→ Excerpted passage

Initialize an rdf Object

Usage

rdf(
  storage = c("memory", "BDB", "sqlite", "postgres", "mysql", "virtuoso"),
  host = NULL,
  port = NULL,
  user = NULL,
  password = NULL,
  database = NULL,
  charset = NULL,
  dir = NULL,
  dsn = "Local Virtuoso",
  name = "rdflib",
  new_db = FALSE,
  fallback = TRUE
)

Value

an rdf object

Arguments

storage

Storage backend to use; see details

host

host address for mysql, postgres, or virtuoso storage

port

port for mysql (mysql storage defaults to mysql standard port, 3306) or postgres (postgres storage defaults to postgres standard port, 4321)

user

user name for postgres, mysql, or virtuoso

password

password for postgres, mysql, or virtuoso

database

name of the database to be created/used

charset

charset for virtuoso database, if desired

dir

directory of where to write sqlite or berkeley database.

dsn

Virtuoso dsn, either "Local Virtuoso" or "Remote Virtuoso"

→ Extracted entries
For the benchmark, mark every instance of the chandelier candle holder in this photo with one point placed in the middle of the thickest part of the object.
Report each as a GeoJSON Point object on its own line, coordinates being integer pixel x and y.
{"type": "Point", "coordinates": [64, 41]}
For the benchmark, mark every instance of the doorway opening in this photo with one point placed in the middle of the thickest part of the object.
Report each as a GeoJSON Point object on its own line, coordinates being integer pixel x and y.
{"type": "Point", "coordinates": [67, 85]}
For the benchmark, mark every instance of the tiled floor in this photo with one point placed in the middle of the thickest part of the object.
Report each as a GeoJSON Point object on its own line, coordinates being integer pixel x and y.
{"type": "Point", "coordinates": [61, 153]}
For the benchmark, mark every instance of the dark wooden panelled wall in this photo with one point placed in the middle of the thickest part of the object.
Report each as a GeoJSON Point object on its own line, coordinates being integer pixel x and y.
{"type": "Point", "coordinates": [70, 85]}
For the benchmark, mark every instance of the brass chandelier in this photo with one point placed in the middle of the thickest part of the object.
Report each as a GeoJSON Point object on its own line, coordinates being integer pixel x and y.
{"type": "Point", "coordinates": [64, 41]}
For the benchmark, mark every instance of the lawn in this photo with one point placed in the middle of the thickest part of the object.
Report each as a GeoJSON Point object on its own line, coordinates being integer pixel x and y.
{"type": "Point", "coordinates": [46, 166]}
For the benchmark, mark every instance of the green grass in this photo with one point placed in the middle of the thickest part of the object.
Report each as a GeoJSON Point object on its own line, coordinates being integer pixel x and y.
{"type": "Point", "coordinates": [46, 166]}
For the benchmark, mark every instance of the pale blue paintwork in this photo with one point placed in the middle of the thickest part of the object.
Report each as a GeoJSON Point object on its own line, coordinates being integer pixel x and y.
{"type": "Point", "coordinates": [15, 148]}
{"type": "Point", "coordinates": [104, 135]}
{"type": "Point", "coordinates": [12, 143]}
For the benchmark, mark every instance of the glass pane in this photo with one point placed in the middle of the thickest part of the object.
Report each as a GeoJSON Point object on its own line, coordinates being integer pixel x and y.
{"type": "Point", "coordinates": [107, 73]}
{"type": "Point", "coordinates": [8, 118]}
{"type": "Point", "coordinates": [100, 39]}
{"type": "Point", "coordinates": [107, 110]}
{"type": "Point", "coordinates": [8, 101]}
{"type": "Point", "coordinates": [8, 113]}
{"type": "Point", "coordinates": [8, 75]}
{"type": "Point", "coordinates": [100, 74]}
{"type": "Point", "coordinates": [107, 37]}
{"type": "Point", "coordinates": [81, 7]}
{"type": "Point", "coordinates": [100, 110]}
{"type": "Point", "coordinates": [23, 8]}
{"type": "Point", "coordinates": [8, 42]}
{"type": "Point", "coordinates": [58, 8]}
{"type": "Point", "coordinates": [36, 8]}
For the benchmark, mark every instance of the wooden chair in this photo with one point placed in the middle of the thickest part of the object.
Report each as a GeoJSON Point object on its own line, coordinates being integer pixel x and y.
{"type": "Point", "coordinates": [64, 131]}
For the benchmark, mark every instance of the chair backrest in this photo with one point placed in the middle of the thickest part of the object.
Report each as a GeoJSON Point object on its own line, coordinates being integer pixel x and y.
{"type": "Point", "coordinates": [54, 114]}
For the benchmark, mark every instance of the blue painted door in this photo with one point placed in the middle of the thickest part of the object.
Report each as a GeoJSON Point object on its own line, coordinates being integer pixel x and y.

→ Set of tasks
[A] Reproduce the part of the rdf function documentation that opens with the words containing "Storage backend to" and closes with "standard port, 4321)".
[B] Take the rdf function documentation further, starting after its last line.

→ Exercise responses
[A]
Storage backend to use; see details

host

host address for mysql, postgres, or virtuoso storage

port

port for mysql (mysql storage defaults to mysql standard port, 3306) or postgres (postgres storage defaults to postgres standard port, 4321)

[B]
name

name for the storage object created. Default is usually fine.

new_db

logical, default FALSE. Create new database or connect to existing?

fallback

logical, default TRUE. If requested storage system cannot initialize, should rdf() fall back on memory (default) or throw an error (fallback=FALSE)?

Details

an rdf Object is a list of class 'rdf', consisting of three pointers to external C objects managed by the redland library. These are the world object: basically a top-level pointer for all RDF models, and a model object: a collection of RDF statements, and a storage object, indicating how these statements are stored.

rdflib defaults to an in-memory hash-based storage structure. which should be best for most use cases. For very large triplestores, disk-based storage will be necessary. Enabling external storage devices will require additional libraries and custom compiling. See the storage vignette for details.

Examples

Run this code
x <- rdf()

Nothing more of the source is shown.